Return every line of the rows that contains the string "paddle", treating case as significant.

_Available records_
━━━

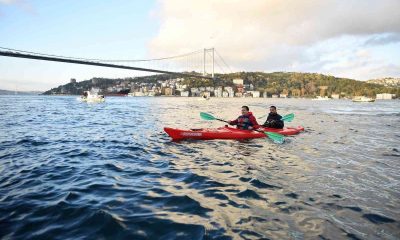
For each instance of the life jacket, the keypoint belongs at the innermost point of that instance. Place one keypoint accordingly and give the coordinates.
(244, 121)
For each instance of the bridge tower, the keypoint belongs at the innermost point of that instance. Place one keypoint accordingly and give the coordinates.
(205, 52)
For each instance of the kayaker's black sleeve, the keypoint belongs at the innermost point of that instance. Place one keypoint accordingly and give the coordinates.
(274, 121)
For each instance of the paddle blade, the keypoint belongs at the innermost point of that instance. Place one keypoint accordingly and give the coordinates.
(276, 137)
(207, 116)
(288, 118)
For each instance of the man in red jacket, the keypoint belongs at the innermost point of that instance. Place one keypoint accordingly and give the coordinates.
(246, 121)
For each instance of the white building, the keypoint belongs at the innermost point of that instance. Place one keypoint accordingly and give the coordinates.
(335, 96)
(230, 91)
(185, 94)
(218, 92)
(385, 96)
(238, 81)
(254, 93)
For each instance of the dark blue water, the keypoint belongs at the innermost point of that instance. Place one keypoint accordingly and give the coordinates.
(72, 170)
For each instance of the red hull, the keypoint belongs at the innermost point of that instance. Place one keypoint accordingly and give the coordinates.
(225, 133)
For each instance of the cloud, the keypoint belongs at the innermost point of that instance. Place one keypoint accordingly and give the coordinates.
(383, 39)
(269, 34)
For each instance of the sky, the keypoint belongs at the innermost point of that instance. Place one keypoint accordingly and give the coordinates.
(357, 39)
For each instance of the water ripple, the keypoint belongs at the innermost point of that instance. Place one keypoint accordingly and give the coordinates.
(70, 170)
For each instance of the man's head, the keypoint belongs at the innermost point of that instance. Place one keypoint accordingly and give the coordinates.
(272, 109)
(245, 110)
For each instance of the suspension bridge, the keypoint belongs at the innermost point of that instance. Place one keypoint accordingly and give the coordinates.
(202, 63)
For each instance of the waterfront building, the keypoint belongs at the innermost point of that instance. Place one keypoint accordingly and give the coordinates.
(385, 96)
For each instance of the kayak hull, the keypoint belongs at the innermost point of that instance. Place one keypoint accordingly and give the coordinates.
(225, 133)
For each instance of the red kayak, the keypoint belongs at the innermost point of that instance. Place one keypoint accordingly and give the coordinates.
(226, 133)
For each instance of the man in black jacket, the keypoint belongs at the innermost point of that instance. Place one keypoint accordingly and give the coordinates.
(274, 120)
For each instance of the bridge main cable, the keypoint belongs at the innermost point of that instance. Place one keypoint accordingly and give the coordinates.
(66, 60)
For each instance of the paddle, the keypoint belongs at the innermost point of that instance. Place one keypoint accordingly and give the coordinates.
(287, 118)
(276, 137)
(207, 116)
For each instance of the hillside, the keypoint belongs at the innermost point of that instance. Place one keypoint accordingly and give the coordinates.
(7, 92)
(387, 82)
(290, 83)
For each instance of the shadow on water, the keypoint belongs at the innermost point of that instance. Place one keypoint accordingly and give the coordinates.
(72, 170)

━━━

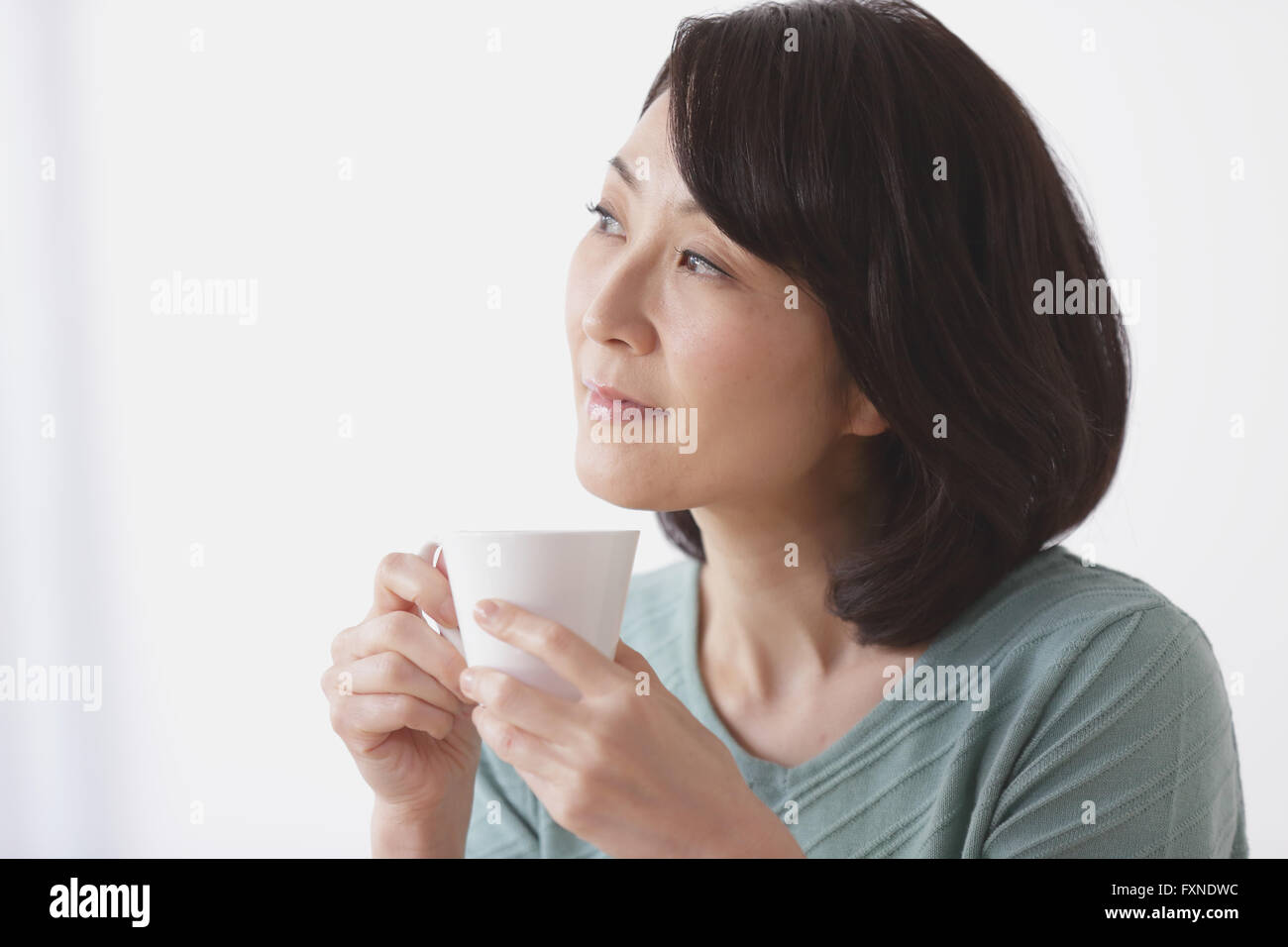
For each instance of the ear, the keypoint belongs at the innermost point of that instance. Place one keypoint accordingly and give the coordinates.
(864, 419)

━━━

_Result of the exercise_
For each instance of the paddle blade, the keypoint belongs at the innermost point of that instance. Place one keypoint accordingly and give the coordinates.
For each instance of the paddle, the keypoint belongs at the innermost point of that instance. Place one keypoint accordingly and give the coordinates.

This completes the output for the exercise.